■ **EXERCISES TO COMPLETE**:
- 1) According to the blood pressure article, what share of U.S. adults aged 18 and older had hypertension in CDC data from August 2021 through August 2023?
- 2) List every factor that the blood pressure article says the higher hypertension prevalence among Black adults in the U.S. reflects.

BEGIN QUOTED PASSAGE

How Many People Have High Blood Pressure Worldwide?

About 1.4 billion adults worldwide have high blood pressure, and roughly 120 million of them live in the United States. Those numbers make hypertension one of the most common chronic conditions on the planet, affecting one in three adults globally and nearly one in two in the U.S.

Global Numbers

The World Health Organization estimates that 1.4 billion adults aged 30 to 79 had hypertension in 2024. That translates to 33% of the world’s population in that age range. The burden is not evenly distributed: low- and middle-income countries carry a disproportionate share, partly because screening and treatment are less accessible.

How Common It Is in the United States

In the U.S., the numbers are striking. CDC data from August 2021 through August 2023 found that 47.7% of adults 18 and older had hypertension. Applied to the adult population, that works out to roughly 119.9 million people.

Men are more likely to have high blood pressure than women: 50.8% versus 44.6%. That gap narrows after menopause, when hormonal changes that previously offered some cardiovascular protection decline. By their 60s, women catch up to men in prevalence.

Who Is Most Affected

Race plays a significant role in hypertension risk in the U.S. Black adults have the highest prevalence at 58%, compared to about 44% among white and Hispanic adults. This disparity reflects a combination of genetic factors, chronic stress related to systemic inequality, dietary patterns, and unequal access to healthcare. It also helps explain why Black Americans face higher rates of stroke, heart failure, and kidney disease.

END QUOTED PASSAGE
BEGIN ENTRIES SUPPLIED

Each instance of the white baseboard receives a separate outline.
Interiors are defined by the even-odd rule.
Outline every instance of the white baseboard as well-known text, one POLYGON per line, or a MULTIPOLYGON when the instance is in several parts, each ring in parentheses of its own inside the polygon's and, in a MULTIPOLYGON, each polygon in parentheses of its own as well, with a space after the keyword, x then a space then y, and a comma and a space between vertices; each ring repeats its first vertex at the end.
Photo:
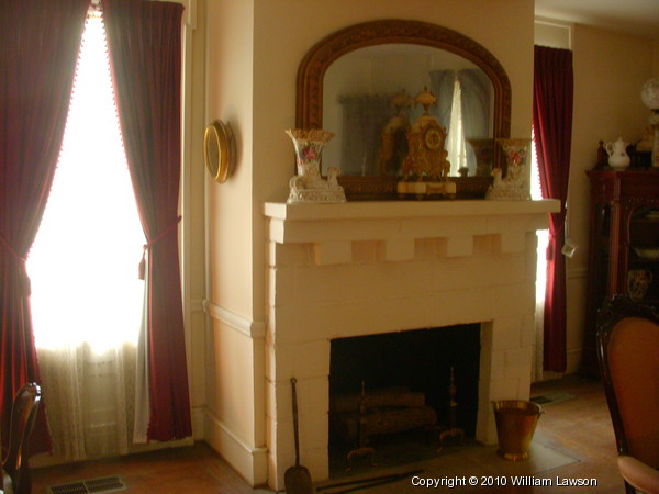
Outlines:
POLYGON ((268 482, 268 449, 266 447, 253 447, 245 442, 208 407, 203 409, 203 418, 204 440, 249 485, 253 487, 265 485, 268 482))

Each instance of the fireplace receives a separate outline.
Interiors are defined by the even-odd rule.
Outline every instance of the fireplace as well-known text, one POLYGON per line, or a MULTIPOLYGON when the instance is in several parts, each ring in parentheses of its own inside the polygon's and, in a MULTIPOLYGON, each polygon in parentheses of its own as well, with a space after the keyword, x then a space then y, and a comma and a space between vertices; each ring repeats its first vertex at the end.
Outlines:
POLYGON ((359 464, 350 452, 367 441, 381 462, 473 438, 479 370, 480 324, 333 339, 331 472, 359 464), (460 435, 440 435, 448 429, 460 435))
POLYGON ((327 479, 333 341, 476 324, 476 439, 496 441, 492 400, 527 400, 535 311, 535 231, 556 201, 267 203, 268 484, 301 459, 327 479))

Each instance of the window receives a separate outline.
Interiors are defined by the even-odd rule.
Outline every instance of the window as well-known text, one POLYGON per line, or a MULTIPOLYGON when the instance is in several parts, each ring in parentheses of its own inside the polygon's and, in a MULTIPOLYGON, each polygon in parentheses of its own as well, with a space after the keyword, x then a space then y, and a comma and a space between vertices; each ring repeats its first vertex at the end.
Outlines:
POLYGON ((87 21, 53 188, 29 258, 38 348, 136 341, 145 243, 100 13, 87 21))

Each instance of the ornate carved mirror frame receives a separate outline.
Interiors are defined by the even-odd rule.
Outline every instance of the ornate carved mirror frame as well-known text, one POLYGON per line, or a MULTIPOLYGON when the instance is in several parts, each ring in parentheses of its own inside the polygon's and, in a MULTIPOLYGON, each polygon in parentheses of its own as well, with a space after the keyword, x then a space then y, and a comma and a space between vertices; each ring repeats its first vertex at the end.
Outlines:
MULTIPOLYGON (((507 138, 511 133, 511 83, 503 66, 482 45, 447 27, 420 21, 380 20, 355 24, 330 34, 314 45, 298 69, 295 125, 298 128, 323 126, 323 78, 339 57, 355 49, 382 44, 432 46, 461 56, 480 67, 494 91, 492 137, 507 138)), ((494 146, 493 166, 505 169, 499 146, 494 146)), ((451 177, 451 180, 454 177, 451 177)), ((489 177, 455 178, 458 190, 467 195, 484 195, 489 177), (484 180, 483 180, 484 179, 484 180)), ((393 199, 395 179, 391 177, 339 177, 348 199, 393 199)), ((460 195, 458 195, 460 197, 460 195)))

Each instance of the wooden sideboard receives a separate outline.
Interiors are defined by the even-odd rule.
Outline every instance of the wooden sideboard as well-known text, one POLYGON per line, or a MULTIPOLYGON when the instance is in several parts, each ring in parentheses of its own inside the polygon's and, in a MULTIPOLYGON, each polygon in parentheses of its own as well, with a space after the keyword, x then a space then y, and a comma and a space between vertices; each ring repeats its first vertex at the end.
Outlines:
POLYGON ((596 316, 614 294, 659 306, 659 170, 594 169, 582 373, 599 377, 596 316), (647 288, 647 290, 646 290, 647 288))

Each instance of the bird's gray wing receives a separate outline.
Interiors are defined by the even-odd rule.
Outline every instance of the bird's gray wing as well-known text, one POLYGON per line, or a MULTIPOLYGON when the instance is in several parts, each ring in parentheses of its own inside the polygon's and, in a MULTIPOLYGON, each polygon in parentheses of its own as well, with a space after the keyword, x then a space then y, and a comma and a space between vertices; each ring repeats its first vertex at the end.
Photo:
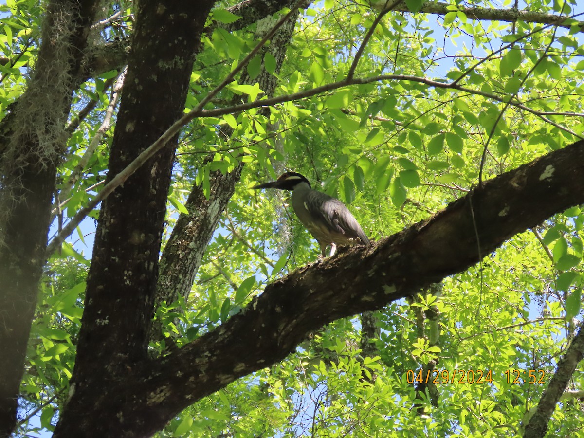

END ENTRIES SUPPLIED

■ **RESPONSES FOR EACH TASK**:
- 1) 47.7%

- 2)
- Genetic factors
- Chronic stress related to systemic inequality
- Dietary patterns
- Unequal access to healthcare